EXERCISE GOAL ->
Rewrite every line of the records below, increasing each coordinate number in the answers by 27 and keeping all other lines unchanged.

[Excerpts from location labeling data]
☆ ☆ ☆ ☆
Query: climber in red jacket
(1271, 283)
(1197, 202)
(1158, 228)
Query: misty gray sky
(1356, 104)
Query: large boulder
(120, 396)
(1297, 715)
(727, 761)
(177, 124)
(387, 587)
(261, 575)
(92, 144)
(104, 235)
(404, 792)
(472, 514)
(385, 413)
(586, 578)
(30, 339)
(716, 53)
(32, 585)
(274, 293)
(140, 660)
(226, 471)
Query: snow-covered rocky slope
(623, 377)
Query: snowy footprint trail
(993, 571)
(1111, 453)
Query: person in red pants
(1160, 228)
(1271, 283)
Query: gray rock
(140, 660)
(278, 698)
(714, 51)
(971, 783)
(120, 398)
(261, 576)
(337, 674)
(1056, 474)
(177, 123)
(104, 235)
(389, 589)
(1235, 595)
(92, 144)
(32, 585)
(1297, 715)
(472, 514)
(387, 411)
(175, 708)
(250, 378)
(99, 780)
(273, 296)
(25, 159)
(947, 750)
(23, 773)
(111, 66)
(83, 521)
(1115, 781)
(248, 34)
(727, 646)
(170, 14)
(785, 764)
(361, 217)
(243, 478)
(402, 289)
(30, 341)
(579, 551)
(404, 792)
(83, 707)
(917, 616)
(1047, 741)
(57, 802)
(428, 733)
☆ ☆ ☆ ☆
EXERCISE RESPONSE ->
Query: climber in red jacket
(1298, 310)
(1224, 229)
(1185, 255)
Query: misty gray sky
(1383, 131)
Query: large boulder
(147, 423)
(1324, 742)
(754, 788)
(204, 151)
(414, 614)
(288, 602)
(119, 171)
(131, 262)
(431, 819)
(499, 541)
(412, 440)
(613, 605)
(57, 366)
(743, 80)
(59, 612)
(301, 320)
(167, 687)
(253, 498)
Query: snow-covered rocky slope
(650, 404)
Query: snowy footprint trail
(1020, 598)
(1138, 480)
Query: person in red pants
(1187, 255)
(1298, 310)
Query: gray rock
(167, 687)
(305, 725)
(741, 78)
(998, 810)
(147, 425)
(288, 603)
(364, 701)
(1083, 501)
(204, 150)
(131, 262)
(416, 616)
(1262, 622)
(119, 171)
(59, 612)
(1324, 742)
(499, 541)
(414, 438)
(202, 735)
(277, 405)
(126, 807)
(300, 323)
(52, 186)
(974, 777)
(50, 800)
(138, 93)
(110, 548)
(1142, 808)
(275, 61)
(754, 673)
(197, 41)
(812, 791)
(388, 244)
(270, 505)
(429, 316)
(57, 368)
(606, 578)
(431, 819)
(110, 734)
(944, 643)
(1074, 768)
(84, 829)
(455, 760)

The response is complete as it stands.